Document
-- BEGIN --

# Writing about a function. Help me understand function iteration notation

• Nov 29th 2012, 11:06 PM
xaosman
Writing about a function. Help me understand function iteration notation
I have a kind of weird assignment. I have the following function:

g(x) = αg²(x/α)

Where g² apparently should be interpreted as the second iteration and not g squared. My assignment is to write as much as possible about this function and it's properties. The lecture was loosely connected to chaos, dynamical systems and the logistic function but I was told that it could be "solved" without knowing anything about dynamical systems or what was said during the lecture.

I have some trouble understanding the notation. Is there anyway to rewrite in a normal IMHO more understandable form? Is g²(x) = g(g(x)) ?

Where should I begin? Can someone help me by at least pointing me in the right direction by letting me know how and if it can be rewritten?
• Dec 9th 2012, 09:46 PM
Kiwi_Dave
Re: Writing about a function. Help me understand function iteration notation
Quote:

Originally Posted by xaosman
I have a kind of weird assignment. I have the following function:

g(x) = αg²(x/α)

-- END --

Brief A
Express the records as a Markdown table, covering everything from the line containing "Objective — one point per instance of the dormer" down to the end of the records. Use the columns Number and Record line, give one row per line, and leave out blank lines.
Brief B
Write the next part of the forum thread on function iteration notation, starting after its last line.

Available data
-- BEGIN --

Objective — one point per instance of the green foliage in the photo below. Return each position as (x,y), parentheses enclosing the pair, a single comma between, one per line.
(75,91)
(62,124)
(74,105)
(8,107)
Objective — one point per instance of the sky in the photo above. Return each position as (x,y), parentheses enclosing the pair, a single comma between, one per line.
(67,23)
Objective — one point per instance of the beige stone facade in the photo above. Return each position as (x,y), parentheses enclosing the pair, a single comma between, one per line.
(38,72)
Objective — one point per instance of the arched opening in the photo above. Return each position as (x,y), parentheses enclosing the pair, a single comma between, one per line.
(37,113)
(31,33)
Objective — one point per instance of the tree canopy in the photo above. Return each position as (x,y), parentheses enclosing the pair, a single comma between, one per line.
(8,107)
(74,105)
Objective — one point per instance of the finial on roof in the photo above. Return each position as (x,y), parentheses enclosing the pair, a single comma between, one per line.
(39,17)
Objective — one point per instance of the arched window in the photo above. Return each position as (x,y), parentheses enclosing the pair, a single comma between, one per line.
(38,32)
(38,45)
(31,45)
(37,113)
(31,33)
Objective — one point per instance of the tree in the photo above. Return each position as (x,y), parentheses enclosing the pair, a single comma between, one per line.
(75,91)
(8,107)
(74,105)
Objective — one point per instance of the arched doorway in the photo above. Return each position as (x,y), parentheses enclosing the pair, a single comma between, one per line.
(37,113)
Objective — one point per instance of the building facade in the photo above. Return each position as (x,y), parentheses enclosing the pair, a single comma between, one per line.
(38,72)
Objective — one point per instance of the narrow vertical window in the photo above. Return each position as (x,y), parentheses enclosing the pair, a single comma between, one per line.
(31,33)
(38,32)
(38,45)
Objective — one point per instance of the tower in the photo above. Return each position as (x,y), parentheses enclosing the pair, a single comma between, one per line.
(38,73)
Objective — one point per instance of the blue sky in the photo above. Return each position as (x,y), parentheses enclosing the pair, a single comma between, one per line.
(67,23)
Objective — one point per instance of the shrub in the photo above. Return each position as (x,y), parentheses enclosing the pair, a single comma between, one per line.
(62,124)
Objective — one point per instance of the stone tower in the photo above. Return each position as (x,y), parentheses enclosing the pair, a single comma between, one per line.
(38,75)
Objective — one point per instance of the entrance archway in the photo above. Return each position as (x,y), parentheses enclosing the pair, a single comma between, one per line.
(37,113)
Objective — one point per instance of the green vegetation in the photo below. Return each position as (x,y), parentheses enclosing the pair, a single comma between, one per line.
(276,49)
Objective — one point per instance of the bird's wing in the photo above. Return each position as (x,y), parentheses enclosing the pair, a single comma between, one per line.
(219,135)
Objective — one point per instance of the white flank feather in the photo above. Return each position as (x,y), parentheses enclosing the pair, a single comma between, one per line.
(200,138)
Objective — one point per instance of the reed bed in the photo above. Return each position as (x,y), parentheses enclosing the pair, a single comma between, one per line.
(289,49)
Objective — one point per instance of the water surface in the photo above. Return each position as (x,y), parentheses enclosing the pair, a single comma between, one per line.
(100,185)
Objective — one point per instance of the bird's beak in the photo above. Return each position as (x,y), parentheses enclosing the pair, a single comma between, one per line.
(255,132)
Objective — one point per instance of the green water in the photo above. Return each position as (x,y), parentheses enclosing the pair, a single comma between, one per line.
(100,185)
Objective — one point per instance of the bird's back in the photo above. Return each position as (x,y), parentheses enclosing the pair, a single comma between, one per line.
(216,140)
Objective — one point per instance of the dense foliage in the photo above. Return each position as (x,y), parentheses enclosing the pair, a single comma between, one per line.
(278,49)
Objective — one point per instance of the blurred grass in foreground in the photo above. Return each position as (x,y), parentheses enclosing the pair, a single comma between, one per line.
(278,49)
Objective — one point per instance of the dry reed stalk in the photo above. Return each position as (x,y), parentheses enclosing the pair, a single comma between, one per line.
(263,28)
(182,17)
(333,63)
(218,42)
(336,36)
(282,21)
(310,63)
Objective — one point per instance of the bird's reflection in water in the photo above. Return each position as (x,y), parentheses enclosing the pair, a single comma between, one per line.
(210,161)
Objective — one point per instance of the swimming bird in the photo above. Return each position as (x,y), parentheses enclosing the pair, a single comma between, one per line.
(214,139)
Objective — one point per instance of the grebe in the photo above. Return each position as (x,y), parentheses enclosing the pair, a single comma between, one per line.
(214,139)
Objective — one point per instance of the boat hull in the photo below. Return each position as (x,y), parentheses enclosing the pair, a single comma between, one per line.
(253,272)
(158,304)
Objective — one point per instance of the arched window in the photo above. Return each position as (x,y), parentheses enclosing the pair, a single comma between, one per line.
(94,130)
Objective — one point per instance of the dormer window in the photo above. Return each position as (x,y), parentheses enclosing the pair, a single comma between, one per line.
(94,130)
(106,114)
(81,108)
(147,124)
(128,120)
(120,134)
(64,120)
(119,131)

-- END --

Expected output A
| Number | Record line |
|---|---|
| 1 | Objective — one point per instance of the dormer window in the photo above. Return each position as (x,y), parentheses enclosing the pair, a single comma between, one per line. |
| 2 | (94,130) |
| 3 | (106,114) |
| 4 | (81,108) |
| 5 | (147,124) |
| 6 | (128,120) |
| 7 | (120,134) |
| 8 | (64,120) |
| 9 | (119,131) |

Expected output B
Where g² apparently should be interpreted as the second iteration and not g squared. My assignment is to write as much as possible about this function and it's properties. The lecture was loosely connected to chaos, dynamical systems and the logistic function but I was told that it could be "solved" without knowing anything about dynamical systems or what was said during the lecture.

I have some trouble understanding the notation. Is there anyway to rewrite in a normal IMHO more understandable form? Is g²(x) = g(g(x)) ?

Where should I begin? Can someone help me by at least pointing me in the right direction by letting me know how and if it can be rewritten?

I think that your interpretation of the notation is correct.

$g(x)=ag(g(\frac xa))=ag^2(\frac xa)$ now replacing x with x / a

$g(\frac xa)=ag(g(\frac x{a^2}))$ substituting back gives $g(x)=ag(ag(g(\frac x{a^2})))$

And by the same reasoning:

$g(x)=ag(g(\frac x{a}))=ag(ag(g(\frac x{a^2})))=ag(ag(ag(g(\frac x{a^3}))))=ag(ag(ag(ag(g(\frac x{a^4})))))...$

Oops. Out of time.